▶ **STUDY TEXT**:
'''

As it will. I do believe that. Hope springs, as my garden reminds me this time of year.

In the meantime, how do we muddle through? I’m trying, in yogic/therapeutic parlance, to sit with the uncertainty, and to practice what my therapist (still available for tele-therapy!) calls flexible thinking. So many possible scenarios to roll with, and so many questions that don’t yet have firm answers.

My immediate uncertainties involve family and friends. When will I see my parents in person again? (I have to believe that I will see them again.) Will my oldest kid, a high-school senior, get to experience the group rituals of prom and graduation, even if it’s in some form she and we never anticipated?

College decisions have been rolling in, bursts of welcome normalcy and news. Will L and her cohort be able to start college in the fall, and what will that experience look like? There is no way of knowing right now. But we can hope.

Speaking of hope, we decided last weekend that we’d foster a dog. Meet Allie, a lab mix rescued from rural North Carolina:

Cute, no? Adding a country gal with questionable manners to an urban household might not have been the wisest move right now. But we figured we’d be home for a while anyway, and might do something kind for a fellow creature (and ourselves).

The good news: Kindnesses abound these days. Neighbors on my DC row-house block have been checking in with and checking up on each other. Friday night, following the lead of another DC neighborhood, we had a porch-and-stoop singalong. (I look forward to many socially distant porch happy hours—not to mention Zoom yoga classes, webinars, and meetups—in the near future.) Those who can have been supporting local businesses by ordering takeout and books and locally sourced products.

'''

▶ **GIVEN DATA**:
'''

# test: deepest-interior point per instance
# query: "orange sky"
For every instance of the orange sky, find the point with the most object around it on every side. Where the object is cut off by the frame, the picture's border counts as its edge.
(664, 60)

'''

▶ **WORK INSTRUCTIONS**:
In the text about living with uncertainty, where was the foster dog Allie rescued from?

▶ **SOLVED EXERCISE**:
Rural North Carolina.